*** Begin section ***

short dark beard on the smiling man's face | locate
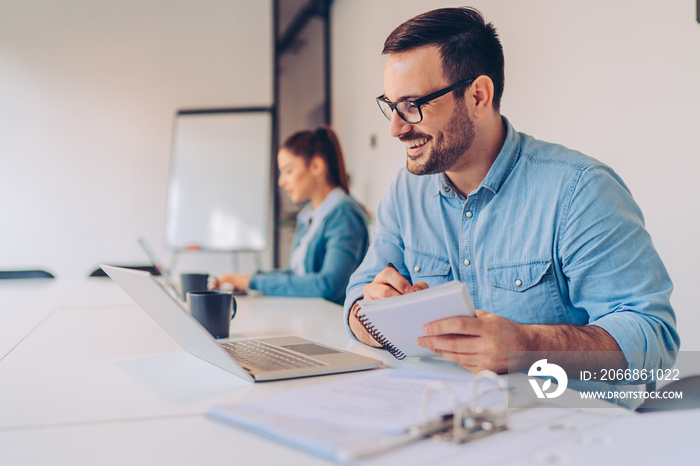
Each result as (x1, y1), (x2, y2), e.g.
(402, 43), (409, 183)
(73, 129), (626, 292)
(400, 99), (474, 175)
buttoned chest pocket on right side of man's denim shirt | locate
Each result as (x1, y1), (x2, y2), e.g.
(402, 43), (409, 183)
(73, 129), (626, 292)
(487, 259), (564, 324)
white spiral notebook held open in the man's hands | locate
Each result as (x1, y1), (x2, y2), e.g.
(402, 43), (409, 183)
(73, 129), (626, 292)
(358, 280), (476, 359)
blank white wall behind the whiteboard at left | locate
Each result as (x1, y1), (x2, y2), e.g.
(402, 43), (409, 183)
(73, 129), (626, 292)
(0, 0), (273, 278)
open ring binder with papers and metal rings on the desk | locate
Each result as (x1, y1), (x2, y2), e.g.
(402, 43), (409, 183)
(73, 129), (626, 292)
(212, 369), (508, 464)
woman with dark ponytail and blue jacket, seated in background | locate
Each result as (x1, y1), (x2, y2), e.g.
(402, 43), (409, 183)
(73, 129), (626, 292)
(218, 127), (369, 304)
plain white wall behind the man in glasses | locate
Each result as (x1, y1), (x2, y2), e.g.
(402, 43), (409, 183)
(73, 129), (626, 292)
(332, 0), (700, 350)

*** End section ***

WORK TO BE COMPLETED:
With the pictures left out, return each entry exactly as written.

RESPONSE TO THE EXERCISE:
short dark beard on the smiling man's face | locate
Each result as (x1, y1), (x2, y2), e.g.
(402, 43), (409, 183)
(73, 129), (626, 292)
(400, 99), (474, 175)
buttoned chest pocket on right side of man's denim shirt | locate
Each result as (x1, y1), (x2, y2), e.g.
(402, 43), (409, 183)
(73, 129), (626, 292)
(487, 259), (564, 324)
white spiral notebook held open in the man's hands | locate
Each result as (x1, y1), (x2, y2), e.g.
(402, 43), (409, 183)
(73, 129), (626, 292)
(358, 280), (476, 359)
blank white wall behind the whiteboard at left | locate
Each result as (x1, y1), (x2, y2), e.g.
(402, 43), (409, 183)
(73, 129), (626, 292)
(0, 0), (273, 278)
open ring binder with papers and metal rings on the desk | locate
Each result as (x1, y1), (x2, y2), e.g.
(402, 43), (409, 183)
(73, 129), (626, 292)
(212, 369), (508, 464)
woman with dark ponytail and blue jacket, seated in background | locate
Each result as (x1, y1), (x2, y2), e.g.
(402, 43), (409, 183)
(73, 129), (626, 292)
(218, 127), (369, 304)
plain white wall behind the man in glasses | locate
Each result as (x1, y1), (x2, y2), e.g.
(402, 43), (409, 183)
(73, 129), (626, 292)
(332, 0), (700, 350)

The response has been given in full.